### load required packages 

In [None]:
import pandas as pd
import numpy as np

import os
import glob
from functools import reduce

import statistics 
import matplotlib.pyplot as plt

import plotly.express as px
import plotly.graph_objects as go
from plotly.subplots import make_subplots

### load and clean data

In [None]:
df = pd.read_csv('./nft_data.csv', low_memory=False, dtype='unicode')
df['transaction_time'] = pd.to_datetime(df['transaction_time'],errors='coerce').dt.strftime('%Y-%m-%d %H:%M:%S')
df = df.drop(columns=['Unnamed: 0', 'Unnamed: 0.1', 'Unnamed: 0.1.1', 'Unnamed: 0.1.1.1'])

# data cleaning
df = df.rename(columns = {'payment_tocken':'payment_token'})

# reorganize dataframe 
df = df[['id', 'name', 'asset_name', 'collection_slug_x', 'asset_contract_type', 
         'schema_name', 'event_type', 'description', 'traits', 'trait_type',
         'trait_value', 'num_sales', 'creator_adress', 'created_date_x',
         'transaction_time', 'total_price', 'payment_token', 'token_usd_price',
         'total_usd_price', 'to_account', 'seller_account', 'seller_address',
         'winner_account', 'winner_address', 'owner_address',
         'image_url', 'image_original_url']]

df = df.rename(columns = {'collection_slug_x':'collection_slug',
                          'created_date_x':'created_date'})

df['id'] = df['id'].astype(float).astype(int)
df['total_usd_price'] = df['total_usd_price'].astype(float)

SOURCE MATERIAL:
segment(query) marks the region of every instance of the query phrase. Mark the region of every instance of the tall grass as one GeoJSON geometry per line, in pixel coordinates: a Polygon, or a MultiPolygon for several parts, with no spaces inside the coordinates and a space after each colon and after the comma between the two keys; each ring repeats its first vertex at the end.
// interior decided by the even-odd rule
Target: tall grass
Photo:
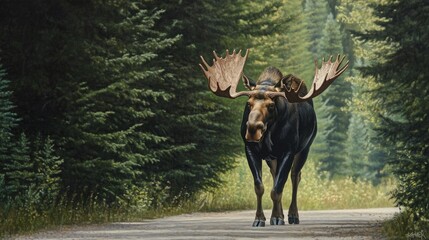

WHAT TO DO: Please copy out the part of the NFT notebook that opens with the words containing "import plotly.express as" and closes with "pd.read_csv('./nft_data.csv', low_memory=False, dtype='unicode')". The data shown here is separate material, unrelated to the NFT notebook.

RESPONSE FOR THIS EXERCISE:
import plotly.express as px
import plotly.graph_objects as go
from plotly.subplots import make_subplots

### load and clean data

In [None]:
df = pd.read_csv('./nft_data.csv', low_memory=False, dtype='unicode')